WRITTEN INSTRUCTION | Repeat each line of the material exactly.

Location identification items
##########
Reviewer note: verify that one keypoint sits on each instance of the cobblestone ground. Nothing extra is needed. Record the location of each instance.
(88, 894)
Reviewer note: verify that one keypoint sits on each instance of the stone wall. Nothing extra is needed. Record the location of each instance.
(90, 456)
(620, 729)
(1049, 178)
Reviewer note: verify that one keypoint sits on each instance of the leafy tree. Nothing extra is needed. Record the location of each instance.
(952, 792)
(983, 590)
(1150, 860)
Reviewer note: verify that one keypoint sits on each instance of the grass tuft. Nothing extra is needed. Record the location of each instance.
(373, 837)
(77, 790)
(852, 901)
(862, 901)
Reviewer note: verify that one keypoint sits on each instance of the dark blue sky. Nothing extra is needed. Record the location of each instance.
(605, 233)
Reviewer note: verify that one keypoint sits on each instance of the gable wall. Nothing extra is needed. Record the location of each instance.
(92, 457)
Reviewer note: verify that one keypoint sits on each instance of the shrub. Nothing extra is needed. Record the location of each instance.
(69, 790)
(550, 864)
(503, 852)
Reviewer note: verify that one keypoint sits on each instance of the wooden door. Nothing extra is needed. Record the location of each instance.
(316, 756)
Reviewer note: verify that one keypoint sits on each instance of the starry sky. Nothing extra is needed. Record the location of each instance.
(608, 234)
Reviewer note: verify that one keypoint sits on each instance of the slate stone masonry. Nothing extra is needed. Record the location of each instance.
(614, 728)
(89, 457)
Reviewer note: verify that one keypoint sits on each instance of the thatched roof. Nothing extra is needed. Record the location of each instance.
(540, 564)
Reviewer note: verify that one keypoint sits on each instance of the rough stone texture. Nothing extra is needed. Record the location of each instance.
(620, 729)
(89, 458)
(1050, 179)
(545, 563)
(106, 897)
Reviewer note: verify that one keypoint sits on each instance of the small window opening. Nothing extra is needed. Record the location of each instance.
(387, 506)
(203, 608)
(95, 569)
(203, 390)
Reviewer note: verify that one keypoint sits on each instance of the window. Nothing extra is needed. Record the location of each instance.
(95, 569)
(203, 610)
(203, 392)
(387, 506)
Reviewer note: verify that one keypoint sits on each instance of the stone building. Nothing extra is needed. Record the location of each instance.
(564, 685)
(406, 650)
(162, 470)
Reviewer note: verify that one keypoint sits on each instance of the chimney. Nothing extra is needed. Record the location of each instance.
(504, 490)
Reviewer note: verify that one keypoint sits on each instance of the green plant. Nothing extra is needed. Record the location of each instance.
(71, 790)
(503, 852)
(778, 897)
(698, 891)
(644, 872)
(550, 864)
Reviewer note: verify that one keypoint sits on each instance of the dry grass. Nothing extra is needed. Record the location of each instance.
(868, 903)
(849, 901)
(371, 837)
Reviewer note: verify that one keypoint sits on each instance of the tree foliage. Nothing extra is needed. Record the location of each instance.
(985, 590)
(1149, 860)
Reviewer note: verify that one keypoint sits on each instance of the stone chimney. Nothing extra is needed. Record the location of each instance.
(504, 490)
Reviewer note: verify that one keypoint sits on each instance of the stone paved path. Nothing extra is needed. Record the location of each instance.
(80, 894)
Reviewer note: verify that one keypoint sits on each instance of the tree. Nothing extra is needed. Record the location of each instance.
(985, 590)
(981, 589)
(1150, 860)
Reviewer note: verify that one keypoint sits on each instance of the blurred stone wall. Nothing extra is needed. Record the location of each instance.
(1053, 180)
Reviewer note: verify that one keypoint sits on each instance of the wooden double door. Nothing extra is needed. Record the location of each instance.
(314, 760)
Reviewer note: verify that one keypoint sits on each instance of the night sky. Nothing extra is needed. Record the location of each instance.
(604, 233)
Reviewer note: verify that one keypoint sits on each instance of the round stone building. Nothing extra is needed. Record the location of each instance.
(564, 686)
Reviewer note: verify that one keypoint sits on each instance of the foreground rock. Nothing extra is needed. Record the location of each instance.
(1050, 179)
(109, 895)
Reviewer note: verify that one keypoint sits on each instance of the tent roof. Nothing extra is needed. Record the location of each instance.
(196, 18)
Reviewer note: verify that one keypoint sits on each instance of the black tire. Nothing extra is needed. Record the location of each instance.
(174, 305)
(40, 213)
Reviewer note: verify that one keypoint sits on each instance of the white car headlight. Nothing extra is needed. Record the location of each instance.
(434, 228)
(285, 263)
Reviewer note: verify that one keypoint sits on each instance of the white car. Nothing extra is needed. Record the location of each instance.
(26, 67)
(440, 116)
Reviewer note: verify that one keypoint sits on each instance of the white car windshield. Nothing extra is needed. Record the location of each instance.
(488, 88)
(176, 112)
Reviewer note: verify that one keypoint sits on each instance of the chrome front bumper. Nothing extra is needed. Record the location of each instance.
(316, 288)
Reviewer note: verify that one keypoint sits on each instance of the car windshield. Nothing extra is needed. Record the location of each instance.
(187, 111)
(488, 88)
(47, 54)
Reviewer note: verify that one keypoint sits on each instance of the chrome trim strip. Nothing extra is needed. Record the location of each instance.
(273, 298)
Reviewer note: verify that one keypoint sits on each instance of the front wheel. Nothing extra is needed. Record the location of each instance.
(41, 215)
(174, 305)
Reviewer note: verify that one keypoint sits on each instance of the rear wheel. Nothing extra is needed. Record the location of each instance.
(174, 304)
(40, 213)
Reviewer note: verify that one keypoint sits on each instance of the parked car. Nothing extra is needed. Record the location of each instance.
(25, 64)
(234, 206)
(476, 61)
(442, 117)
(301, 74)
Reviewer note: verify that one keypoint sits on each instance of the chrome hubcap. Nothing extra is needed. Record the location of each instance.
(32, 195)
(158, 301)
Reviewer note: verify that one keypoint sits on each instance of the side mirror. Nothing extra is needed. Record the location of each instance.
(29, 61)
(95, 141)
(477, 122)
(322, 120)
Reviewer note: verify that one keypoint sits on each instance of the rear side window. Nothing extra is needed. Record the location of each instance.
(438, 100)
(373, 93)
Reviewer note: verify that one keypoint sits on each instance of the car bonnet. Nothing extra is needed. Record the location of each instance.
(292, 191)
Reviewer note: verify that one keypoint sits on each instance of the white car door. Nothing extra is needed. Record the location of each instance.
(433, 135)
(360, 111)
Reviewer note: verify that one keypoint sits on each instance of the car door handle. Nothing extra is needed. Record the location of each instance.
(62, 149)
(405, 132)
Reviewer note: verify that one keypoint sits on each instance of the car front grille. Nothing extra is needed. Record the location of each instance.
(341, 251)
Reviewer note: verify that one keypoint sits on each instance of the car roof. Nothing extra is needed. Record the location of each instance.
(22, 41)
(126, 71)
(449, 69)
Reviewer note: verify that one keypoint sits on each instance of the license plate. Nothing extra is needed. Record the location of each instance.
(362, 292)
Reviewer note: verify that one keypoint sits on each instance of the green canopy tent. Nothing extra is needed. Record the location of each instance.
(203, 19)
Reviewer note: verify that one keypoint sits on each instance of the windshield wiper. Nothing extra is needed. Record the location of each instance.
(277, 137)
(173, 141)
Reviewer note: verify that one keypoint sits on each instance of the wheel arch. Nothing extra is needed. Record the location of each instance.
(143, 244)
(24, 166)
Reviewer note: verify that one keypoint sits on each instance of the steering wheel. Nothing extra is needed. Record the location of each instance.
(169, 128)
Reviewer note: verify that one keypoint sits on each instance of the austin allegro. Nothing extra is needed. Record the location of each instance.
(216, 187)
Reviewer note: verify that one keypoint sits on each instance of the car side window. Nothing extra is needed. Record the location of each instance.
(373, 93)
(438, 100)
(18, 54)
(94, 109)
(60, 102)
##########
SOLUTION FOR THIS EXERCISE |
Reviewer note: verify that one keypoint sits on each instance of the cobblestone ground. Nothing extra is needed. Record the location of each instance.
(88, 894)
Reviewer note: verify that one keypoint sits on each instance of the stone wall. Nothing extra is needed. Record the location of each instance.
(90, 456)
(620, 729)
(1049, 178)
Reviewer note: verify that one keypoint sits on each instance of the leafy tree. Nothing extra is needed. Record the location of each instance.
(952, 792)
(983, 590)
(1150, 860)
Reviewer note: verify that one keypoint sits on each instance of the grass tuft. Nothing extra is needed. Record the location of each instance.
(373, 837)
(77, 790)
(852, 901)
(862, 901)
Reviewer note: verify that one keypoint sits on each instance of the dark blue sky. Nothing extra is needed. Record the location of each instance.
(605, 233)
Reviewer note: verify that one keypoint sits on each instance of the gable wall. Nothing extra is needed. Record the location of each instance.
(92, 457)
Reviewer note: verify that one keypoint sits on each instance of the shrub. Nothing extra is needed. Record the location of each instance.
(69, 790)
(550, 864)
(503, 852)
Reviewer note: verify that one keypoint sits on each instance of the wooden door. Nothing extra is needed. Record the location of each instance.
(316, 756)
Reviewer note: verify that one keypoint sits on each instance of the starry sky. Nothing extra is needed. Record the location of each instance.
(608, 234)
Reviewer note: verify that one keypoint sits on each instance of the slate stone masonry. Nothing extra is needed. Record the location of each instance.
(614, 728)
(89, 457)
Reviewer note: verify that one keypoint sits on each instance of the thatched roof. Nothing extra is needed. Record the location of each instance.
(540, 564)
Reviewer note: verify that one keypoint sits on each instance of the rough stone texture. Nothing extra is needed. Record the location of each instance.
(620, 729)
(89, 458)
(1050, 179)
(545, 563)
(106, 897)
Reviewer note: verify that one keypoint sits on each instance of the small window opening. Nothing extra is needed. Record the location of each instance.
(387, 506)
(203, 608)
(95, 569)
(203, 390)
Reviewer note: verify that one keypoint sits on each instance of the window. Nothing extra is needed. Record the location of each instance.
(95, 569)
(203, 610)
(203, 392)
(387, 506)
Reviewer note: verify that one keypoint sits on each instance of the stone building. Nothing extra is needed. Record the location of each instance.
(564, 685)
(406, 650)
(162, 470)
Reviewer note: verify that one keypoint sits on each instance of the chimney. Nothing extra is needed. Record the location of each instance.
(504, 490)
Reviewer note: verify that one keypoint sits on each instance of the green plant. Nothing extra is needed. Record the location of each instance.
(71, 790)
(503, 852)
(778, 897)
(698, 891)
(644, 872)
(550, 864)
Reviewer note: verify that one keypoint sits on each instance of the dry grass. Nothing extra is needed. Record the location of each instance.
(868, 903)
(849, 901)
(371, 837)
Reviewer note: verify that one keypoint sits on each instance of the tree foliage. Nothing extra is needed. Record the location of each instance.
(985, 590)
(1149, 860)
Reviewer note: verify that one keypoint sits on each instance of the stone chimney. Nothing extra is needed. Record the location of each instance.
(504, 490)
Reviewer note: verify that one keypoint sits on each instance of the stone paved path. Nothing extra is needed. Record the location of each instance.
(80, 894)
Reviewer note: verify that one keypoint sits on each instance of the tree. Nothing extra is needed. Record the location of each instance.
(985, 590)
(981, 589)
(1150, 860)
Reviewer note: verify that one keypoint sits on each instance of the blurred stone wall. Nothing extra is needed. Record the location of each instance.
(1053, 180)
Reviewer note: verify that one keypoint sits on each instance of the wooden double door. Nothing extra is needed. Record the location of each instance.
(314, 760)
Reviewer note: verify that one keypoint sits on each instance of the night sky. Nothing extra is needed. Record the location of each instance.
(604, 233)
Reviewer note: verify that one keypoint sits on each instance of the round stone building. Nothing extra is needed. Record the location of each instance.
(564, 686)
Reviewer note: verify that one keypoint sits on each instance of the foreground rock. Nothing extra is needed. Record the location of each instance.
(1050, 179)
(109, 895)
Reviewer note: verify that one keypoint sits on each instance of the tent roof. Nothing extra is needed. Record the location of each instance.
(196, 18)
Reviewer note: verify that one keypoint sits on each instance of the black tire. Nothing extra is needed. Record the location of each instance.
(174, 305)
(40, 213)
Reviewer note: verify that one keypoint sits on each instance of the white car headlight. Nothing extra is needed. Record the location of each instance.
(434, 228)
(285, 263)
Reviewer note: verify that one keypoint sits on each instance of the white car. Nothing extra is needed. Record the location of each instance.
(26, 67)
(440, 116)
Reviewer note: verify that one keypoint sits on each instance of the white car windshield. Nothing extra is needed. Record the location of each instance.
(488, 88)
(176, 112)
Reviewer note: verify that one keypoint sits on each instance of the chrome front bumper. Nothing extra is needed. Record the location of each instance.
(316, 288)
Reviewer note: verify that one keypoint sits on each instance of the car windshield. Nothing extra is needed. Record the location of each instance.
(187, 111)
(488, 88)
(47, 54)
Reviewer note: verify that one keypoint sits on each instance of the chrome trim strip. Nothing extra is needed. Record the location of each instance.
(273, 298)
Reviewer note: verify that one keypoint sits on each instance of the front wheel. Nothing extra is needed. Record the location of each instance.
(41, 215)
(174, 305)
Reviewer note: verify that one keypoint sits on each instance of the rear wheel. Nothing extra is needed. Record the location of each instance.
(174, 304)
(40, 213)
Reviewer note: verify that one keypoint sits on each instance of the parked car. Nothing extra is needed. Record the location of each instance.
(25, 64)
(234, 206)
(476, 61)
(442, 117)
(301, 74)
Reviewer note: verify that one keypoint sits on each instance of the chrome hubcap. Nothing extra is needed. Record the location of each instance.
(32, 195)
(158, 301)
Reviewer note: verify that one keypoint sits on each instance of the side mirror. Nothing extra is needed. Record the location of each instance.
(29, 61)
(95, 141)
(477, 122)
(322, 120)
Reviewer note: verify that one keypoint sits on each instance of the rear side window. Nothing extra is needed. Record the location of each instance.
(438, 100)
(373, 93)
Reviewer note: verify that one keypoint sits on each instance of the car bonnet. Nothing extra is needed. Record the location of each instance.
(292, 191)
Reviewer note: verify that one keypoint sits on each instance of the white car door. Nothing extra is needed. Record the location of each instance.
(433, 135)
(360, 111)
Reviewer note: verify that one keypoint sits on each instance of the car door handle. Nothing extra is needed. Record the location of each instance.
(62, 149)
(405, 132)
Reviewer note: verify that one keypoint sits on each instance of the car front grille. Nothing extra is needed. Record the location of each instance.
(341, 251)
Reviewer note: verify that one keypoint sits on each instance of the car roof. Nothing extra is needed. Record the location of each instance.
(22, 41)
(126, 71)
(449, 69)
Reviewer note: verify that one keypoint sits on each instance of the license plate. Nothing extra is needed. Record the location of each instance.
(362, 292)
Reviewer note: verify that one keypoint sits on each instance of the green canopy tent. Nothing extra is needed. Record the location of each instance.
(203, 19)
Reviewer note: verify that one keypoint sits on each instance of the windshield wiper. Nothing extra is needed. Record the location of each instance.
(277, 137)
(173, 141)
Reviewer note: verify that one keypoint sits on each instance of the wheel arch. Nothing extra is needed. Record the location of each instance.
(143, 244)
(24, 166)
Reviewer note: verify that one keypoint sits on each instance of the steering wheel. Nothing extra is needed. Record the location of each instance.
(169, 128)
Reviewer note: verify that one keypoint sits on each instance of the austin allegro. Nothing extra is needed. Record the location of each instance.
(216, 187)
Reviewer note: verify that one keypoint sits on each instance of the car side window. Nothing extra is needed. Record the location of each instance.
(373, 93)
(438, 100)
(18, 54)
(94, 109)
(60, 102)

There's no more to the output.